TASK INSTRUCTIONS
- a) Name every factor that the injection molding text below says can cause product defects when it is unreasonable.
- b) Write the next paragraph of the injection molding text below, picking up after its final sentence.

PROVIDED TEXT
☆ ☆ ☆ ☆ ☆

In the process of injection molding, there are many factors that affect the quality of products. Unreasonable factors such as product design, mold structure, molding process parameters, materials and injection equipment will lead to product defects. Reasonable use of mold flow analysis software can predict the possible defects in products and molds, solve problems in advance before mold manufacturing, reduce mold testing time, save time and reduce costs  . With the rapid development of electronic products, people are using all kinds of electronic products in their lives. Many of the electronic products are made of plastic. Various defects such as weld mark, warpage, crack, silver wire, etc will appear in the molding process of plastic products. At the same time, it is inevitable for people to drop electronic products when using electronic products. When the plastic shell of electronic products collides with the ground, it often cracks. Therefore, it is necessary to combine the drop process analysis in the process of product injection molding analysis to improve the quality of products   . Today, with the increasing popularity of smartphones, traditional push-button mobile phones still have a large market, especially suitable for the elderly and children. In this paper, aiming at the problem of weld line defects in the injection process of a key phone panel, the injection process is optimized by using Moldflow and drop simulation. Through the optimization, the product defects are effectively solved, and the analysis process has a good reference for the comprehensive use of mold CAE software and drop simulation method to analyze the injection process of plastic parts.

☆ ☆ ☆ ☆ ☆

LISTED RECORDS

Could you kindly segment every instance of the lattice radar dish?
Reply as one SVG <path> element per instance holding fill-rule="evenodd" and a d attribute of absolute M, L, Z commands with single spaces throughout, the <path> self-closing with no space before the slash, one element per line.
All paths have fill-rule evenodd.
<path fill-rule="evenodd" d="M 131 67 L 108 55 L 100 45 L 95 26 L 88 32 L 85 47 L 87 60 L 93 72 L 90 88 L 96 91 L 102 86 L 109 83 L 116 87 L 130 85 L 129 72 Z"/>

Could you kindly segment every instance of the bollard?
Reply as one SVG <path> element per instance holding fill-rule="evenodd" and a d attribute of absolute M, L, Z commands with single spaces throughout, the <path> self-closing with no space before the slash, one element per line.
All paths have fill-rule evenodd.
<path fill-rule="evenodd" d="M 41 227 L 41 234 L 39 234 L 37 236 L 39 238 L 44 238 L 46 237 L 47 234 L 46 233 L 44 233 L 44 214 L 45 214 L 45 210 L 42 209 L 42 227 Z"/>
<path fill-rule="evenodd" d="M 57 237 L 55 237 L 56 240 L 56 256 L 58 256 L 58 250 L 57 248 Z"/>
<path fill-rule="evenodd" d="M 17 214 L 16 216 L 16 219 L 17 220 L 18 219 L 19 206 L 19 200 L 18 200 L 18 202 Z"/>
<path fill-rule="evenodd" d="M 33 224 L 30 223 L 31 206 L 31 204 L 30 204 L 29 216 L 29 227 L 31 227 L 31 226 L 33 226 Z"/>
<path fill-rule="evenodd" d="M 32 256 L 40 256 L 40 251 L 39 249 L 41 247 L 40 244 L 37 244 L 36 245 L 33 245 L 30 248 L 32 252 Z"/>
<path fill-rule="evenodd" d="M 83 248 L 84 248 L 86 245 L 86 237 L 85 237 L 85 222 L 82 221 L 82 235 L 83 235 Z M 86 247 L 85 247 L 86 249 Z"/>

☆ ☆ ☆ ☆ ☆

SET OF ANSWERS
- a) Product design, mold structure, molding process parameters, materials, and injection equipment.

- b)
2. Modeling and Mesh Generation of the Mobile Phone Panel
The 3D geometric model of mobile phone panel is designed in 3D software, as shown in Figure 1. The mobile phone panel model file in 3D software is saved as stl format file and transferred to Moldflow software. The size of mobile phone panel is 90 mm × 40 mm × 12 mm, and the thickness is uniform, which is 2.5 mm. The material of mobile phone panel is ABS, which has outstanding mechanical properties, certain chemical stability and good dielectric properties, good dimensional stability, easy forming and machining, and is suitable for making common mechanical parts, antifriction and wear-resistant parts and telecommunication structural parts.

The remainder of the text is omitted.